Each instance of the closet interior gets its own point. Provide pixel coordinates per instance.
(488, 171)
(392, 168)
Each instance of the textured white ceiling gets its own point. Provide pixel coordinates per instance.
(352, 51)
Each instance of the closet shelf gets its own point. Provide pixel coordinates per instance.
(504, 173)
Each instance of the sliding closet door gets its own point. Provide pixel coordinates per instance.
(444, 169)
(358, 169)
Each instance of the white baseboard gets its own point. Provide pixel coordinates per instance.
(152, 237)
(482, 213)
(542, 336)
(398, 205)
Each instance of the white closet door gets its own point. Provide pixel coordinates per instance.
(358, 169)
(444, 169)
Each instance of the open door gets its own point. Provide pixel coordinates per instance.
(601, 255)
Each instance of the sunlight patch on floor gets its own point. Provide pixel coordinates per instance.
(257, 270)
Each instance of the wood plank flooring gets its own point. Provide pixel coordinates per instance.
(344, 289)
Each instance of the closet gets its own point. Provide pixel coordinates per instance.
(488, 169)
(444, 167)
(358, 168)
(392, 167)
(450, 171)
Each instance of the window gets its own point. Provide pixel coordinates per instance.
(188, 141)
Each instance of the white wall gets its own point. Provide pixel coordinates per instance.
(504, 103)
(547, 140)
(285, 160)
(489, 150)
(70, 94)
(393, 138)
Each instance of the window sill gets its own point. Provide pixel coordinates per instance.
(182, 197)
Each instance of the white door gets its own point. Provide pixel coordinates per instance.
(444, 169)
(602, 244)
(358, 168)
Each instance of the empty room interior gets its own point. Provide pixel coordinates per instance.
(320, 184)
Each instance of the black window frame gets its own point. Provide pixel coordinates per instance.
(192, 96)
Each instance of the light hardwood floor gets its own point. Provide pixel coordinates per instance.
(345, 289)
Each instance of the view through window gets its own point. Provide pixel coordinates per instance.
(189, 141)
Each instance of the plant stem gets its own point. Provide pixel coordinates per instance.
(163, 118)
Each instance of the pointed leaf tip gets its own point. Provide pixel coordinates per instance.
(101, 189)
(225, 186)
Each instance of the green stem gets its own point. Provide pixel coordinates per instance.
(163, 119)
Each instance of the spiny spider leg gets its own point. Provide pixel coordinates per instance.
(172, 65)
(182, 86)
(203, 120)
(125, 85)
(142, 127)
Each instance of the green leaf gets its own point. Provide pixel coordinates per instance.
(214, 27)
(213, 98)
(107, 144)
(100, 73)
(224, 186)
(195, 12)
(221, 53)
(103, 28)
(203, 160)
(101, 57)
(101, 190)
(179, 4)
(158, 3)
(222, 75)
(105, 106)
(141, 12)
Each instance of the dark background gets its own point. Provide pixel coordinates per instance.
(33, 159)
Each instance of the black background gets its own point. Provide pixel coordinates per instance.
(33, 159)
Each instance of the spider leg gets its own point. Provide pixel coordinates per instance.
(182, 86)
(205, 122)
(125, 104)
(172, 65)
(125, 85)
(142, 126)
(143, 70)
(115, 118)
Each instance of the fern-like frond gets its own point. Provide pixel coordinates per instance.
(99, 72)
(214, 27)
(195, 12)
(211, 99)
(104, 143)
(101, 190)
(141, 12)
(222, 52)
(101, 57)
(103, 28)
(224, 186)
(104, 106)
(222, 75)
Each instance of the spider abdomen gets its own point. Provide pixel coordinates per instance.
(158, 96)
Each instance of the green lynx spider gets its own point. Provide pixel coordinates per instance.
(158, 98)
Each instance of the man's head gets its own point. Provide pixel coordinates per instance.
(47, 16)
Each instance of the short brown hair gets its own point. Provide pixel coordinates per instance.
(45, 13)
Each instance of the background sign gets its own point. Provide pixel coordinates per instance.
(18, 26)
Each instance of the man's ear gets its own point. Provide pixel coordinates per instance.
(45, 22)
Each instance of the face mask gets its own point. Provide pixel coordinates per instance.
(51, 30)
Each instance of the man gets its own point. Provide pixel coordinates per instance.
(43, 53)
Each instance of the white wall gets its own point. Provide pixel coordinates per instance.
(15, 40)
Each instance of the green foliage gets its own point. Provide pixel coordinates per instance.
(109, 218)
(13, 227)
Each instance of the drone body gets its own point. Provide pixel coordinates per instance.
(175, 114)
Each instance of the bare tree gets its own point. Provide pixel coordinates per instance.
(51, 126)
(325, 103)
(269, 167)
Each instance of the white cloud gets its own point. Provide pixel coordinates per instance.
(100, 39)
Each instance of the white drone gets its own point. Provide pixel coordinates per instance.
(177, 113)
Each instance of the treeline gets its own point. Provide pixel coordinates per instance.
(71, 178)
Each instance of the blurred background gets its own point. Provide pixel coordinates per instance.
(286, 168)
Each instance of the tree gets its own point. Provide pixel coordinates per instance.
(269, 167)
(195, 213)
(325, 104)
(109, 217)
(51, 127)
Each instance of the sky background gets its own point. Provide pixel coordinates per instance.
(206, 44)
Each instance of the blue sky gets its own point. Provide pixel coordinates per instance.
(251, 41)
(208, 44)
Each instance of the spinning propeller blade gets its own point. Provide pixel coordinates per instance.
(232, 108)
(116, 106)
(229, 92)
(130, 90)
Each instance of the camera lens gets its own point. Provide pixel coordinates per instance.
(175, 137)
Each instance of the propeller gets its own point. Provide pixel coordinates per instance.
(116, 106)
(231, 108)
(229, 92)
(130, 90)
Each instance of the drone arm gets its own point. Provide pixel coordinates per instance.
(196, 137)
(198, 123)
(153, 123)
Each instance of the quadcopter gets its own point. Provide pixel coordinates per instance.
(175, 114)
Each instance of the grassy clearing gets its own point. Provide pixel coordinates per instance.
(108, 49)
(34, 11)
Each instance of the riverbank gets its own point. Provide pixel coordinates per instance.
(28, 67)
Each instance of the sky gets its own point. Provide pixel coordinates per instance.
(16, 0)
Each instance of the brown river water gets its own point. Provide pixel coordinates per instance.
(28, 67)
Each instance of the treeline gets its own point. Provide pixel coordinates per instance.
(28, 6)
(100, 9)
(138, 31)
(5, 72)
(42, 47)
+---+
EXERCISE INSTRUCTIONS — Rewrite all of the lines above, changing "gets its own point" to "receives its own point" wherever it appears and leaving everything else as it is.

FULL ANSWER —
Each instance of the closet interior receives its own point. Provide pixel coordinates per instance.
(488, 171)
(392, 168)
Each instance of the textured white ceiling receives its own point. Provide pixel coordinates per instance.
(352, 51)
Each instance of the closet shelf receives its own point. Provide pixel coordinates per instance.
(504, 173)
Each instance of the sliding closet door receives its own point. Provide pixel coordinates per instance.
(444, 169)
(358, 169)
Each instance of the white baseboard receives its own point. Provide pixel coordinates per instance.
(152, 237)
(482, 213)
(542, 336)
(398, 205)
Each instance of the white closet door receives its own point. Provide pixel coordinates per instance.
(358, 169)
(444, 169)
Each instance of the open door receives its own point. Provide pixel coordinates per instance.
(601, 255)
Each instance of the sunlight patch on floor receives its own point. Provide pixel coordinates per instance.
(257, 270)
Each instance of the wood plank flooring receives its own point. Provide pixel coordinates per instance.
(344, 289)
Each instance of the closet receives its own point. Provide pixel coordinates per instance.
(488, 169)
(444, 167)
(358, 168)
(392, 167)
(450, 171)
Each instance of the window receives its own point. Provide pixel coordinates per instance.
(188, 141)
Each instance of the white wall receives its own point. Provide pixel coordinates per instance.
(504, 103)
(547, 140)
(285, 160)
(489, 150)
(70, 94)
(393, 138)
Each instance of the window sill receives its own point. Provide pixel coordinates per instance.
(182, 197)
Each instance of the white door receives its own point. Provide pixel coordinates per instance.
(444, 169)
(602, 244)
(358, 168)
Each instance of the empty room interior receives its own point. Provide pixel coordinates per instance.
(320, 184)
Each instance of the black window frame receives its own point. Provide pixel coordinates per instance.
(192, 96)
Each instance of the light hardwood floor receives its own point. Provide pixel coordinates per instance.
(345, 289)
Each instance of the view through window receives its own point. Provide pixel coordinates per instance.
(189, 141)
Each instance of the plant stem receives its own point. Provide pixel coordinates per instance.
(163, 118)
Each instance of the pointed leaf tip receives its own point. Provide pixel coordinates per instance.
(101, 189)
(225, 186)
Each instance of the green stem receives its own point. Provide pixel coordinates per instance.
(163, 119)
Each instance of the spiny spider leg receives its own point. Provide pixel coordinates per instance.
(172, 65)
(182, 86)
(203, 120)
(125, 85)
(142, 127)
Each instance of the green leaf receives its own point. Provide pixel coordinates per instance.
(214, 27)
(213, 98)
(107, 144)
(100, 73)
(224, 186)
(195, 12)
(221, 53)
(103, 28)
(203, 160)
(101, 57)
(101, 190)
(179, 4)
(158, 3)
(222, 75)
(105, 106)
(141, 12)
Each instance of the dark background receives its own point. Provide pixel coordinates per instance.
(33, 159)
Each instance of the black background receives its own point. Provide pixel coordinates per instance.
(33, 159)
Each instance of the spider leg receives its own point. Provide pixel coordinates per instance.
(182, 86)
(205, 122)
(125, 104)
(172, 65)
(125, 85)
(142, 126)
(143, 70)
(115, 118)
Each instance of the fern-like frond receives its own point. Provide pixel coordinates per instance.
(99, 72)
(214, 27)
(195, 12)
(211, 99)
(104, 143)
(101, 190)
(141, 12)
(222, 52)
(101, 57)
(103, 28)
(224, 186)
(104, 106)
(222, 75)
Each instance of the spider abdomen receives its own point. Provide pixel coordinates per instance.
(158, 96)
Each instance of the green lynx spider receives its own point. Provide pixel coordinates per instance.
(158, 98)
Each instance of the man's head receives its own point. Provide pixel coordinates per instance.
(47, 16)
Each instance of the short brown hair receives its own point. Provide pixel coordinates per instance.
(45, 13)
Each instance of the background sign receives its own point. Provide pixel coordinates per instance.
(18, 26)
Each instance of the man's ear receives its own point. Provide pixel coordinates per instance.
(45, 22)
Each instance of the face mask receives its own point. Provide pixel coordinates per instance.
(51, 30)
Each instance of the man receives its own point. Provide pixel coordinates per instance.
(43, 53)
Each instance of the white wall receives its own point. Provide pixel coordinates per instance.
(15, 40)
Each instance of the green foliage receives its own point. Provide pixel coordinates per instance.
(109, 218)
(13, 227)
Each instance of the drone body receives its own point. Provide pixel coordinates per instance.
(175, 114)
Each instance of the bare tree receives its own point. Provide pixel coordinates per instance.
(51, 126)
(325, 103)
(269, 167)
Each instance of the white cloud receives its own point. Provide pixel coordinates per instance.
(100, 39)
Each instance of the white drone receives its own point. Provide pixel coordinates per instance.
(177, 113)
Each instance of the treeline receives its own point. Provide pixel coordinates per instance.
(71, 178)
Each instance of the blurred background receives its own point. Provide pixel coordinates per instance.
(286, 168)
Each instance of the tree receives its own point. Provide pixel coordinates per instance.
(269, 167)
(195, 213)
(325, 104)
(109, 217)
(51, 127)
Each instance of the sky background receives its own point. Provide pixel coordinates per instance.
(206, 44)
Each instance of the blue sky receives its own point. Provide pixel coordinates per instance.
(251, 41)
(208, 44)
Each instance of the spinning propeller blade receives its own point. Provide pixel coordinates per instance.
(232, 108)
(116, 106)
(229, 92)
(130, 90)
Each instance of the camera lens receives its own point. Provide pixel coordinates per instance.
(175, 137)
Each instance of the propeller receives its own point. Provide pixel coordinates per instance.
(116, 106)
(231, 108)
(229, 92)
(130, 90)
Each instance of the drone arm receives its own point. Provide pixel coordinates per instance.
(196, 137)
(198, 123)
(153, 123)
Each instance of the quadcopter receives its own point. Provide pixel coordinates per instance.
(175, 114)
Each instance of the grassy clearing receives its own point. Provide pixel coordinates per instance.
(108, 49)
(34, 11)
Each instance of the riverbank receives its own point. Provide pixel coordinates per instance.
(28, 67)
Each instance of the sky receives its own point. Provide pixel coordinates per instance.
(16, 0)
Each instance of the brown river water receives its own point. Provide pixel coordinates per instance.
(28, 67)
Each instance of the treeline receives its own point. Provide pixel coordinates per instance.
(28, 6)
(100, 9)
(138, 31)
(5, 72)
(42, 47)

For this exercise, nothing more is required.